**Trecho selecionado**.
########################################

Legenda: Setor calçadista entre os afetados por medida
Foto: Antonio Rodrigues/Diário do Nordeste

"Para o setor privado, é possível o impacto em algum segmento específico, pois a norma tinha o compromisso original de apoiar as atividades com trabalho intensivo", completa.

A reclamação do setor privado, pelo menos na visão do Governo, mostra-se descabida, como explica Ricardo Coimbra, economista e conselheiro do Conselho Regional de Economia do Ceará (Corecon-CE).

O longo tempo da desoneração da folha de pagamento dos 17 setores produtivos foi mais do que suficiente para reorganizar a política fiscal das empresas.

Os setores produtivos beneficiados já deveriam ter encontrado uma competitividade mais significativa para manter os mesmos níveis de emprego e lucratividade sem o benefício fiscal. É um tempo mais do que suficiente para que os setores tiverem se reestruturado para a saída do tributo.
Ricardo Coimbra
Economista e conselheiro do Corecon-CE

IGUAL PARA TODOS

O veto de Lula demonstra uma vitória da equipe econômica do Governo Federal capitaneada pelo ministro Fernando Haddad. Coimbra acredita que, com o fim desse benefício fiscal, as contas públicas nacionais estarão mais próximas de zerar o déficit primário do Brasil.

"O principal impacto é a possibilidade de o Governo, observando a situação fiscal e a dificuldade para alcançar a meta estabelecida no arcabouço fiscal, de zerar a meta para o déficit do ano que vem, que ele possa gerar algum tipo de receita. (...) É uma briga, com o Estado não querendo criar essa especificidade para alguns setores da atividade econômica para que todos paguem o mesmo nível de tributação".

No texto vetado pelo presidente da República, ainda estavam as Prefeituras de municípios com até 142 mil habitantes, o que corresponde a 96,25% de todos os Poderes Públicos das cidades do Brasil.

Assim como o setor privado, as Prefeituras também teriam alíquota diferenciada, de 20% para 8% sobre a folha de pagamento para a contribuição previdenciária patronal.

João Mário de França, professor do Programa de Pós-Graduação em Economia (Caen) da Universidade Federal do Ceará (UFC), acredita que o veto de Lula deixa todos os setores em situação de igualdade, principalmente após análises de geração de empregos abaixo do esperado com o benefício fiscal.

"O que temos de hoje de avaliações feitas sobre essa política de desoneração indicam que seus efeitos sobre a geração de empregos foram pequenos e que o custo de cada posto de trabalho criado foi muito elevado. Talvez reduções da contribuição patronal focadas em trabalhadores com remuneração próxima do salário mínimo fossem mais efetivas para diminuir o custo da mão de obra e incentivar a formalização do emprego", argumenta.

########################################

**Instrução 1**.
Segundo o trecho selecionado, de quanto para quanto cairia a alíquota das Prefeituras sobre a folha de pagamento?
**Instrução 2**.
Traduza para o inglês esta frase do trecho selecionado: "O longo tempo da desoneração da folha de pagamento dos 17 setores produtivos foi mais do que suficiente para reorganizar a política fiscal das empresas."
**Instrução 3**.
Repita, do trecho selecionado, tudo o que vai de "IGUAL PARA TODOS" até "cidades do Brasil.".

########################################

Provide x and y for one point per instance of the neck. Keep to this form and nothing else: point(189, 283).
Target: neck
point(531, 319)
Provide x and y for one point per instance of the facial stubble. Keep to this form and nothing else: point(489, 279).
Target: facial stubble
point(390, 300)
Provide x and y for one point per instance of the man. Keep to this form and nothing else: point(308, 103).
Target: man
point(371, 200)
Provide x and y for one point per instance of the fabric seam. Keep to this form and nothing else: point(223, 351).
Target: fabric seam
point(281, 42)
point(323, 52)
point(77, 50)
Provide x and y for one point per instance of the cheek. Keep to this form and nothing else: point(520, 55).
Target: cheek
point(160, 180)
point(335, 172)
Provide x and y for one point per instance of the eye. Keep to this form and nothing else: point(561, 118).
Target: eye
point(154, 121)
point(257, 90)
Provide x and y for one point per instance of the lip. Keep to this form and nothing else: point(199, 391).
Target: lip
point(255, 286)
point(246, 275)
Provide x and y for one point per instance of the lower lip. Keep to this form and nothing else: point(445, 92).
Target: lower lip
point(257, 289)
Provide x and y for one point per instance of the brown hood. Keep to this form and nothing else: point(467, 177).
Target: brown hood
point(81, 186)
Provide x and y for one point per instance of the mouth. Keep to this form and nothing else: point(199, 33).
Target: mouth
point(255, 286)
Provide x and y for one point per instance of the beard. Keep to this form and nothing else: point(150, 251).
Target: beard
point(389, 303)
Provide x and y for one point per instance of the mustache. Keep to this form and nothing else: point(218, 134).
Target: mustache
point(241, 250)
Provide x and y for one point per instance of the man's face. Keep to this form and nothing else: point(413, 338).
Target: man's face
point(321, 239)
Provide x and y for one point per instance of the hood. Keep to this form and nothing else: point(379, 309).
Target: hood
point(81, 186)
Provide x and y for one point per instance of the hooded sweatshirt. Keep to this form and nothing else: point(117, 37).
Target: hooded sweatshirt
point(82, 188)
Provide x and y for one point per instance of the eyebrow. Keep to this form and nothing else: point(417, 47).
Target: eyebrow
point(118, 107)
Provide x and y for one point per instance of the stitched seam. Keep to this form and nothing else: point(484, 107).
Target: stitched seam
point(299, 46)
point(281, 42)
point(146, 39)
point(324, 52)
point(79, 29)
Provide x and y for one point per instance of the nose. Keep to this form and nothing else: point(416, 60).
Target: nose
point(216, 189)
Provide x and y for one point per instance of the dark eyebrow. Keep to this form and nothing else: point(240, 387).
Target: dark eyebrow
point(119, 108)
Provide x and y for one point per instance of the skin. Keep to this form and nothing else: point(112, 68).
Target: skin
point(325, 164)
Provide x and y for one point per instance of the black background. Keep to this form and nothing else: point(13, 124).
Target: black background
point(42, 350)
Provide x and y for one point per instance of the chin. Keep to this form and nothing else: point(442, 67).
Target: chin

########################################

**Solução 1**.
De 20% para 8%.

**Solução 2**.
The long period of payroll tax relief for the 17 productive sectors was more than enough to reorganize the companies' fiscal policy.

**Solução 3**.
IGUAL PARA TODOS

O veto de Lula demonstra uma vitória da equipe econômica do Governo Federal capitaneada pelo ministro Fernando Haddad. Coimbra acredita que, com o fim desse benefício fiscal, as contas públicas nacionais estarão mais próximas de zerar o déficit primário do Brasil.

"O principal impacto é a possibilidade de o Governo, observando a situação fiscal e a dificuldade para alcançar a meta estabelecida no arcabouço fiscal, de zerar a meta para o déficit do ano que vem, que ele possa gerar algum tipo de receita. (...) É uma briga, com o Estado não querendo criar essa especificidade para alguns setores da atividade econômica para que todos paguem o mesmo nível de tributação".

No texto vetado pelo presidente da República, ainda estavam as Prefeituras de municípios com até 142 mil habitantes, o que corresponde a 96,25% de todos os Poderes Públicos das cidades do Brasil.